____ INPUT RECORDS
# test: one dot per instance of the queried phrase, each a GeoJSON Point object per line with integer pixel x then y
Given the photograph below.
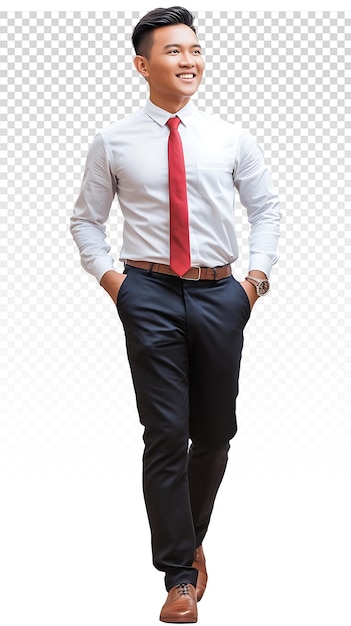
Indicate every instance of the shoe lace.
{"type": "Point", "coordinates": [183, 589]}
________
____ INPUT RECORDS
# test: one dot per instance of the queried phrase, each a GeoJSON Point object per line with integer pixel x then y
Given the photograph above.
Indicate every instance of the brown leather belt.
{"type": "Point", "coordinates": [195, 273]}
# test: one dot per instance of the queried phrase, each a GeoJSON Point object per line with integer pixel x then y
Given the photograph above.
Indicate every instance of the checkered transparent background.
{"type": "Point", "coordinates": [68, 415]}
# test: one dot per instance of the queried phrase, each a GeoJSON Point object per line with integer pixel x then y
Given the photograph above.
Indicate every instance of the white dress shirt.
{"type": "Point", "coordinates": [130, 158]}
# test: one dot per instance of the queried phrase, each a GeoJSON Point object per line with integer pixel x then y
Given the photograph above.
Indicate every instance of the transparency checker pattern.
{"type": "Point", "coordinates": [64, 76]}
________
____ INPUT RECORDS
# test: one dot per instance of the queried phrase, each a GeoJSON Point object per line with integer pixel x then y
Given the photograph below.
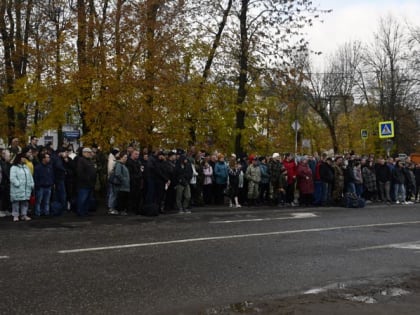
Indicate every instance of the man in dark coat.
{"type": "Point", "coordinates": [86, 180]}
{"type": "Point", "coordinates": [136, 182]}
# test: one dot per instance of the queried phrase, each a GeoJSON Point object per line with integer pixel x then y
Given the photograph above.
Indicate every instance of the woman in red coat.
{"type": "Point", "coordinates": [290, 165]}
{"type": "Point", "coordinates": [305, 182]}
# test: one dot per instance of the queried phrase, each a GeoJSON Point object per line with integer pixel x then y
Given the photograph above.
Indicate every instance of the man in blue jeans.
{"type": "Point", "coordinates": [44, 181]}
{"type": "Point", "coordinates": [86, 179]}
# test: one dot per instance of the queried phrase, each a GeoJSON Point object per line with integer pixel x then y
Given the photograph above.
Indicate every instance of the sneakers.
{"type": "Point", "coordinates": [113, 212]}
________
__WHAT IS REQUIRED__. From the records above, extract each line that includes the word "coat", treating uppercase and lowercase as distinct.

__RESULT__.
Indicate every instance of the man in dark coat.
Indicate every instance of the woman in red coat.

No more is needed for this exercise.